Instructions to follow:
Look through the listing and report every line that has "xmax" in it.

╔══

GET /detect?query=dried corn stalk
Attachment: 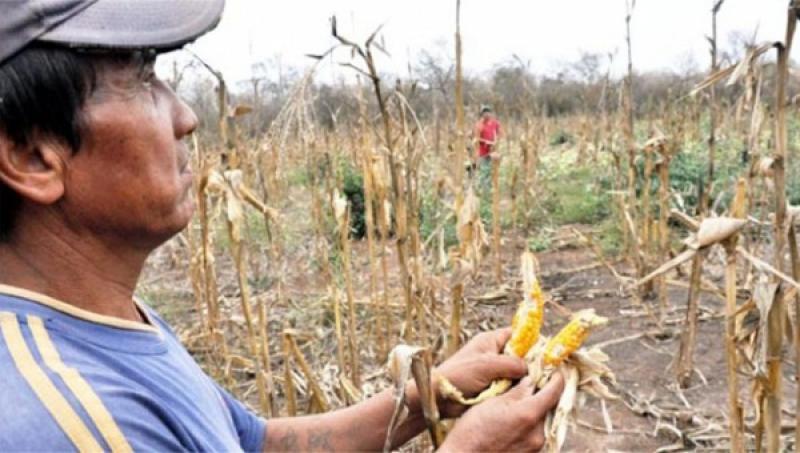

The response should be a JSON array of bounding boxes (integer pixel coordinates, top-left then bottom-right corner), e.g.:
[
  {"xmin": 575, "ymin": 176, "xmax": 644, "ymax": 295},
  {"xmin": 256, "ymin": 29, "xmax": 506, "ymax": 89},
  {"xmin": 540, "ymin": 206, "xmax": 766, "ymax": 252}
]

╚══

Answer section:
  {"xmin": 575, "ymin": 176, "xmax": 644, "ymax": 295},
  {"xmin": 256, "ymin": 29, "xmax": 506, "ymax": 89},
  {"xmin": 540, "ymin": 206, "xmax": 766, "ymax": 252}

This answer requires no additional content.